---------- Reading passage ----------

Now let’s compare the posterior distributions for β1 and β2 with the true values.

ggplot(beta_dat, aes(x = beta)) +
  stat_halfeye() +
  geom_vline(data = tibble(beta_ind, beta_true), aes(xintercept = beta_true, colour = "True value"))+
  facet_wrap(~beta_ind, scales = "free") +
  labs(colour = "")

To get summary statistics you can use:

beta_dat %>% 
  median_qi(beta) 

Let’s look at the change-point parameter.

cp_dat <- m %>% 
  spread_draws(cp) 

ggplot(cp_dat, aes(x = cp)) +
  stat_halfeye() +
  geom_vline(data = tibble(cp_true), aes(xintercept = cp_true, colour = "True value"))+
  labs(colour = "")

The results look good (yay!). Make sure to check the other parameters α and σy too (I won’t do that here as it’s just repeating code).

Finally, let’s look at the model estimates compared to the observations.

muy_dat <- m %>%
  spread_draws(mu_y[1:n_est]) %>% 
  median_qi(mu_y) %>% 
  mutate(year = est_year)

---------- Supplied data ----------

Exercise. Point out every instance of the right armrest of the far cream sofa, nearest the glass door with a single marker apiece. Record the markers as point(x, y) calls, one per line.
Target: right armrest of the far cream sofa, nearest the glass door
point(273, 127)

----------

**Work task 1**
Retype part of the R change-point tutorial, beginning at the words "The results look" and stopping after the words "to the observations.".
**Work task 2**
In the R change-point tutorial, which other parameters does the author say to check as well?
You can leave the data above aside.

**Expected answer 1**
The results look good (yay!). Make sure to check the other parameters α and σy too (I won’t do that here as it’s just repeating code).

Finally, let’s look at the model estimates compared to the observations.

**Expected answer 2**
α and σy